A Swift port of Andrej Karpathy's microgpt, built directly on Apple Silicon GPUs using Metal Performance Shaders Graph (MPSGraph).
It's mathematically identical to the original Python version (same architecture, same Adam optimizer, same loss math) but runs a couple of orders of magnitude faster since it's fully native on GPU.
I stuck to Karpathy's minimal GPT-2-inspired design with a few simplifications:
- Decoder-only transformer (configurable depth/width)
- Multi-head causal self-attention with separate Q, K, V, O projection matrices
- RMSNorm instead of LayerNorm, and no biases anywhere
- Pre-norm residual connections on attention and MLP blocks
- MLP block: standard linear -> ReLU -> linear (4x expansion)
- Adam optimizer with full bias correction and learning rate decay
- Masked loss: cross-entropy averaged over real tokens (ignores padding)

• [Data section]:

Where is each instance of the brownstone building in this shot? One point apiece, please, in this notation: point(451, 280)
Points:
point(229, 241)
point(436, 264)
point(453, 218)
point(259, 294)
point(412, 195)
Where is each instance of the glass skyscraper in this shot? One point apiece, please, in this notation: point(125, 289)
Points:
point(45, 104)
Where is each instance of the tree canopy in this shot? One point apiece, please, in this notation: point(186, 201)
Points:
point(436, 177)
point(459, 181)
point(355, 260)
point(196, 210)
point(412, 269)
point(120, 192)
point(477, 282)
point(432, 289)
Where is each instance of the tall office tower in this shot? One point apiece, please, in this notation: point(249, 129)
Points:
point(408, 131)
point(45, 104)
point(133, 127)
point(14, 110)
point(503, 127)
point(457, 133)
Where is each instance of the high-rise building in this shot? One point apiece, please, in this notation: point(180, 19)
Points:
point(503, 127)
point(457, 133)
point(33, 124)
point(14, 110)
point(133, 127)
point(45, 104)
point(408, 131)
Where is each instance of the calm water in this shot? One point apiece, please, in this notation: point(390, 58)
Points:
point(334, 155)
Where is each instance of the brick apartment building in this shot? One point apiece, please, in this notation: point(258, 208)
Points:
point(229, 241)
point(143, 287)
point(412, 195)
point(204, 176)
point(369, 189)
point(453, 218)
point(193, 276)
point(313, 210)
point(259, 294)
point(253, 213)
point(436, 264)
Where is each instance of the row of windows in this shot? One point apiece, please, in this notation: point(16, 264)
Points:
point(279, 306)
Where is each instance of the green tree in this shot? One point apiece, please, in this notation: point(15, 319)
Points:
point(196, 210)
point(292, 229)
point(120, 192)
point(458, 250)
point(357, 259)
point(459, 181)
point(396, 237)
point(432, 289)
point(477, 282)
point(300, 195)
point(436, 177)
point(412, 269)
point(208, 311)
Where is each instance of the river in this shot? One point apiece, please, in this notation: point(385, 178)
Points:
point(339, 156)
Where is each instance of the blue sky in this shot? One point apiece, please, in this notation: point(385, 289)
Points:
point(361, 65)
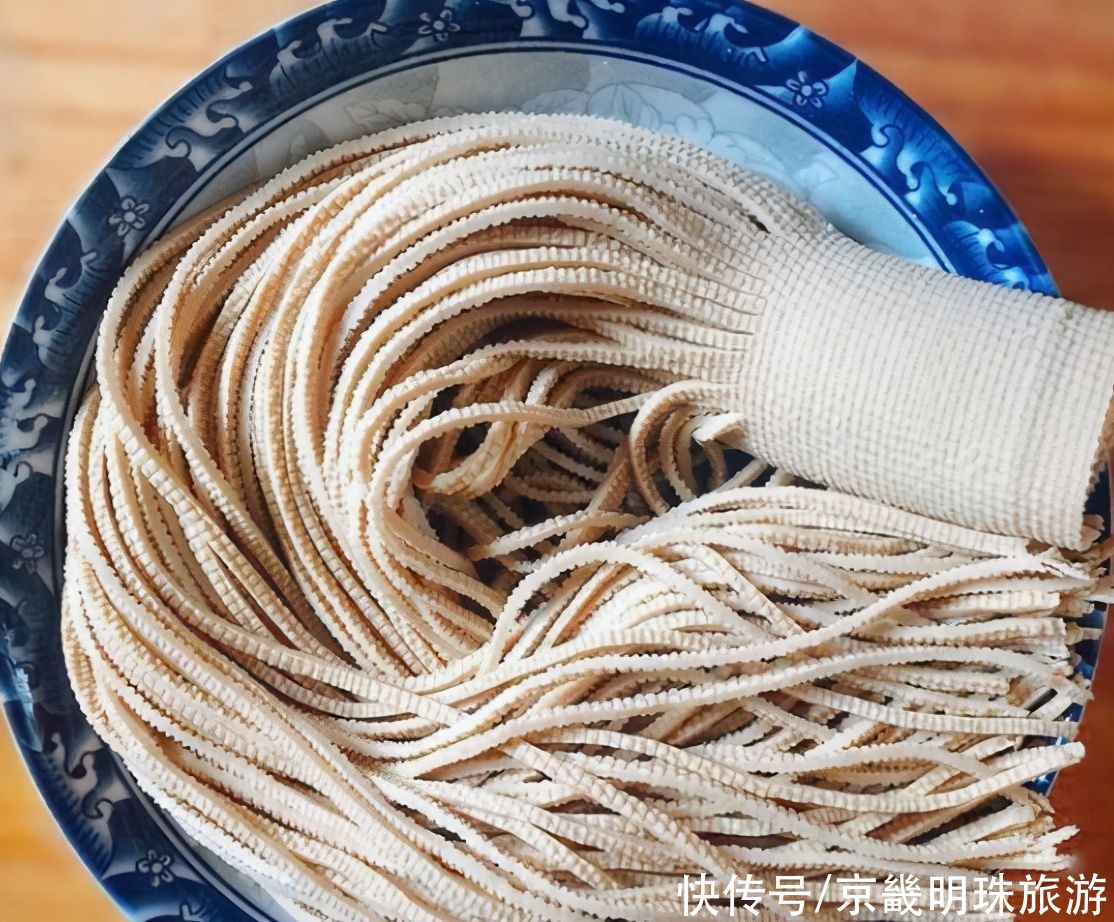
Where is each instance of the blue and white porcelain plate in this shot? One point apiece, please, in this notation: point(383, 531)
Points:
point(748, 84)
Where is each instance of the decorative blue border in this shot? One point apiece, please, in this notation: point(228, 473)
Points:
point(145, 863)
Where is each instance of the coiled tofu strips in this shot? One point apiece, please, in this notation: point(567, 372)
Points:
point(416, 569)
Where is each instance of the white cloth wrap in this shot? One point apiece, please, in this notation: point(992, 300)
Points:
point(951, 398)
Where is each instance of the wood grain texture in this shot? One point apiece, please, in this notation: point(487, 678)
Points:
point(1027, 87)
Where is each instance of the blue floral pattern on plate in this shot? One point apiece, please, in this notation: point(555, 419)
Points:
point(670, 66)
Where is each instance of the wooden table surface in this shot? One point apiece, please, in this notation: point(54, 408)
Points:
point(1027, 86)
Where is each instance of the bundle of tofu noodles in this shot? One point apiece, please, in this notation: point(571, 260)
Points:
point(445, 539)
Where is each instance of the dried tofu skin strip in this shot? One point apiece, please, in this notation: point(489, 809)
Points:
point(413, 569)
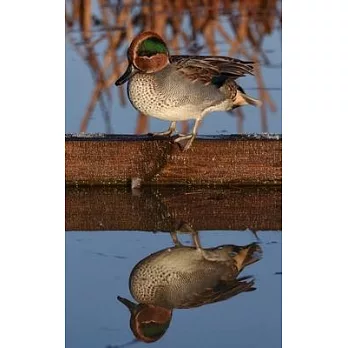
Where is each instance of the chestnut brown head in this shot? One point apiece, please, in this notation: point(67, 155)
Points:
point(148, 53)
point(148, 322)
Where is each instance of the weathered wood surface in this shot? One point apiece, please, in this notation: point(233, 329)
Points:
point(101, 208)
point(222, 160)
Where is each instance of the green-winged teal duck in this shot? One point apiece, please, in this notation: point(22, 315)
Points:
point(182, 87)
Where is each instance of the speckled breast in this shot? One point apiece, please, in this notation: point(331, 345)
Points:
point(145, 96)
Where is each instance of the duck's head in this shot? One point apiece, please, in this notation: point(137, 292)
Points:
point(147, 53)
point(148, 323)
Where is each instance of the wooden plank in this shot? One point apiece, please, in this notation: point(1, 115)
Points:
point(221, 160)
point(115, 208)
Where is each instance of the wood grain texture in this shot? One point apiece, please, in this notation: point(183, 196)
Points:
point(106, 208)
point(223, 160)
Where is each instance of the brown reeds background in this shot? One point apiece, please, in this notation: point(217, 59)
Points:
point(101, 38)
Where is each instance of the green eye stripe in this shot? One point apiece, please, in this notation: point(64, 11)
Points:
point(151, 46)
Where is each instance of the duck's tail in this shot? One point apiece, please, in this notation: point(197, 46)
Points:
point(247, 255)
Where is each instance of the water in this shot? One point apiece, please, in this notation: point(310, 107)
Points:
point(108, 233)
point(98, 265)
point(265, 29)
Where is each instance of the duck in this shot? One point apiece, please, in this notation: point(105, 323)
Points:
point(182, 87)
point(184, 277)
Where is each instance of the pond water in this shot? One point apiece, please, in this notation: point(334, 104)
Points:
point(262, 44)
point(98, 266)
point(103, 247)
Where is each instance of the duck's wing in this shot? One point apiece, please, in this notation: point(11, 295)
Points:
point(221, 292)
point(209, 69)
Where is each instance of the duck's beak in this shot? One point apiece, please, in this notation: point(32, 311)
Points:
point(129, 304)
point(126, 76)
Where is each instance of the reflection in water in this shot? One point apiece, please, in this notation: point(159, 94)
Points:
point(185, 277)
point(101, 30)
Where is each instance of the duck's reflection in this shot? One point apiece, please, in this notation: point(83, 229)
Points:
point(185, 277)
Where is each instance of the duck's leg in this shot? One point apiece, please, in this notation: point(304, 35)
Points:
point(190, 137)
point(196, 241)
point(169, 131)
point(175, 238)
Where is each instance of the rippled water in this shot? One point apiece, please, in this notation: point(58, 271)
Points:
point(98, 266)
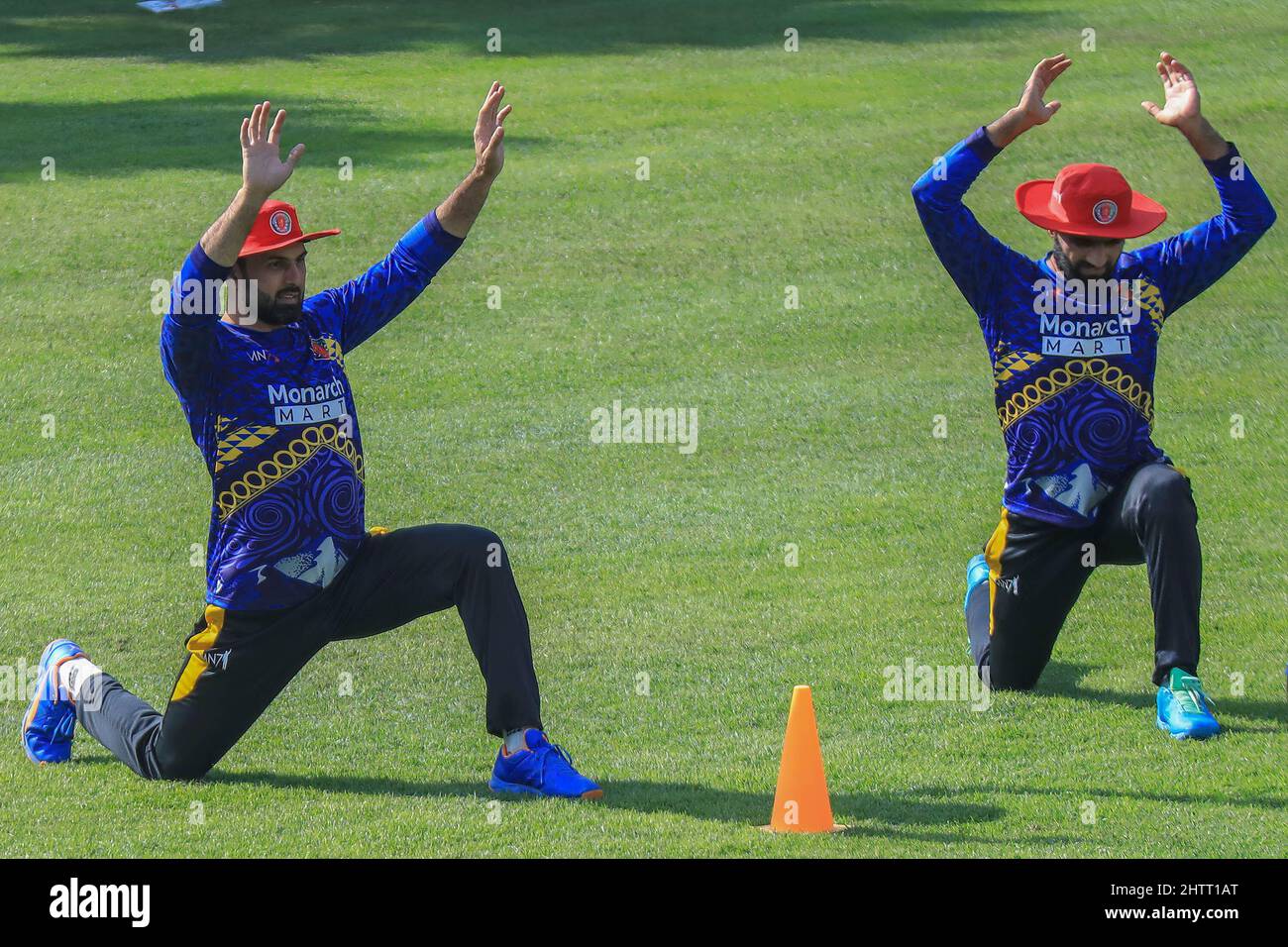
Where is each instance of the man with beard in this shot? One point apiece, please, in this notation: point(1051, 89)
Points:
point(1073, 341)
point(290, 564)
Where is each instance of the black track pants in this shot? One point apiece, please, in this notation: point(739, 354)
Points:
point(239, 661)
point(1037, 573)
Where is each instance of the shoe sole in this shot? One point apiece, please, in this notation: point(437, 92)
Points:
point(519, 789)
point(31, 707)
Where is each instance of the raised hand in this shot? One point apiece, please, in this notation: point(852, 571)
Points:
point(489, 133)
point(1031, 107)
point(1181, 95)
point(263, 169)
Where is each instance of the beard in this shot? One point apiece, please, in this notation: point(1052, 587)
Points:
point(1074, 270)
point(274, 312)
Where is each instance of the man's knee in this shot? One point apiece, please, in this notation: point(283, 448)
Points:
point(1166, 493)
point(179, 767)
point(1009, 680)
point(480, 547)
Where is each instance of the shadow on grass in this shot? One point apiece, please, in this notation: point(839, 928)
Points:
point(903, 814)
point(1065, 680)
point(89, 140)
point(294, 30)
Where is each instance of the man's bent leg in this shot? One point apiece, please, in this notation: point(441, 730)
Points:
point(1035, 575)
point(1151, 517)
point(402, 575)
point(237, 663)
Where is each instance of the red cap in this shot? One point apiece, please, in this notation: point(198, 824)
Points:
point(1091, 201)
point(277, 226)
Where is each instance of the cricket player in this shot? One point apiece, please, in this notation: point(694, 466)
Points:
point(290, 564)
point(1073, 339)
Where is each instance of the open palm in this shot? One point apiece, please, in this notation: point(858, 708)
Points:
point(1181, 94)
point(1035, 111)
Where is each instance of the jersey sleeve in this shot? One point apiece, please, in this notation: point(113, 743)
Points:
point(188, 333)
point(364, 305)
point(1188, 263)
point(975, 260)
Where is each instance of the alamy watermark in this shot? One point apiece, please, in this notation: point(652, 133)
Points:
point(645, 425)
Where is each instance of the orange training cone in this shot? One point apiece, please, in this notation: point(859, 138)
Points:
point(802, 802)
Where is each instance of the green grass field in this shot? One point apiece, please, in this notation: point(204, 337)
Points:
point(815, 425)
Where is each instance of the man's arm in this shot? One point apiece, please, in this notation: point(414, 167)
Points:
point(1190, 262)
point(366, 304)
point(188, 328)
point(971, 256)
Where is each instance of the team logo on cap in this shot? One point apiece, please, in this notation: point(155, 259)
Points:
point(1104, 211)
point(281, 222)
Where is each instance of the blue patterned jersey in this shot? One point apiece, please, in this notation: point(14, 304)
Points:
point(1074, 381)
point(274, 419)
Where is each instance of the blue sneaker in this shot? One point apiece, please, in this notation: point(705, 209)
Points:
point(51, 722)
point(977, 574)
point(1183, 707)
point(541, 770)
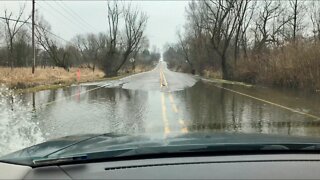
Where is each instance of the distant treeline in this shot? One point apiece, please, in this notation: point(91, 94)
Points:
point(269, 41)
point(111, 51)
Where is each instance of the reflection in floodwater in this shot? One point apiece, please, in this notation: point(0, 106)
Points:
point(17, 130)
point(36, 117)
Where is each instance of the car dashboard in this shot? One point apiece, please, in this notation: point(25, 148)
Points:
point(279, 166)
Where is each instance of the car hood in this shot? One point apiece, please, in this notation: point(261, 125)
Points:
point(78, 144)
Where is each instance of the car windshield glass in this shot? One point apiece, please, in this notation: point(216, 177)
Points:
point(86, 80)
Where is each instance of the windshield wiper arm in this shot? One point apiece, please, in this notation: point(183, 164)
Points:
point(46, 161)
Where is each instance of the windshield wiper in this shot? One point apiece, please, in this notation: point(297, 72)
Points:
point(60, 160)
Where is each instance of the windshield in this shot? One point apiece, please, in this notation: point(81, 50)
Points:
point(83, 77)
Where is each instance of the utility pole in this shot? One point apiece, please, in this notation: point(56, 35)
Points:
point(33, 44)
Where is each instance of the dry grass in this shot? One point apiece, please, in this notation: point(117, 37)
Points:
point(23, 78)
point(212, 73)
point(294, 66)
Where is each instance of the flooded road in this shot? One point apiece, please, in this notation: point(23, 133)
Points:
point(159, 101)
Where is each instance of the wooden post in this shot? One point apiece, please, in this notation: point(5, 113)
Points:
point(33, 44)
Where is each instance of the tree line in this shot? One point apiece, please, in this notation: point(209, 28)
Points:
point(110, 51)
point(267, 41)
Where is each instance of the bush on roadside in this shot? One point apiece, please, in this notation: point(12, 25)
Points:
point(295, 65)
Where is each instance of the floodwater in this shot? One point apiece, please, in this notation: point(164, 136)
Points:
point(31, 118)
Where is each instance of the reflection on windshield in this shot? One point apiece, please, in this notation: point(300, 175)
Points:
point(202, 108)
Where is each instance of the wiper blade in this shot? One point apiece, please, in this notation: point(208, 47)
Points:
point(48, 161)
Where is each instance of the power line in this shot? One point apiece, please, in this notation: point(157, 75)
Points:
point(59, 12)
point(74, 14)
point(39, 5)
point(29, 23)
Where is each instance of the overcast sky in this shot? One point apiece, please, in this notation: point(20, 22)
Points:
point(69, 18)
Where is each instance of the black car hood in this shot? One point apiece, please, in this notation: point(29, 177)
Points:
point(78, 144)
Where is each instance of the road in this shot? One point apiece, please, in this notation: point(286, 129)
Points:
point(160, 103)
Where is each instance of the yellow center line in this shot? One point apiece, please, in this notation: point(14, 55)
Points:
point(272, 103)
point(184, 129)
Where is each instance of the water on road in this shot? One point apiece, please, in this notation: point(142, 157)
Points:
point(156, 102)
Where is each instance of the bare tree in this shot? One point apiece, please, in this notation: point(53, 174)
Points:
point(298, 11)
point(135, 24)
point(58, 55)
point(13, 26)
point(114, 12)
point(222, 19)
point(315, 19)
point(269, 24)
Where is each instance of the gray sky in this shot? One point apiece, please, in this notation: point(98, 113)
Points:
point(165, 17)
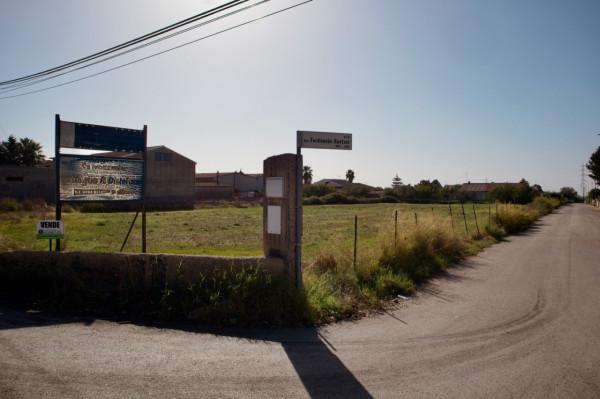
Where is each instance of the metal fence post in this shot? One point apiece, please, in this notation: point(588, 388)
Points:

• [Directions]:
Copy the Swift microgpt port description word for word, beginning at the words "A Swift port" and stopping after the words "tokens (ignores padding)".

• [Reply]:
A Swift port of Andrej Karpathy's microgpt, built directly on Apple Silicon GPUs using Metal Performance Shaders Graph (MPSGraph).
It's mathematically identical to the original Python version (same architecture, same Adam optimizer, same loss math) but runs a couple of orders of magnitude faster since it's fully native on GPU.
I stuck to Karpathy's minimal GPT-2-inspired design with a few simplifications:
- Decoder-only transformer (configurable depth/width)
- Multi-head causal self-attention with separate Q, K, V, O projection matrices
- RMSNorm instead of LayerNorm, and no biases anywhere
- Pre-norm residual connections on attention and MLP blocks
- MLP block: standard linear -> ReLU -> linear (4x expansion)
- Adam optimizer with full bias correction and learning rate decay
- Masked loss: cross-entropy averaged over real tokens (ignores padding)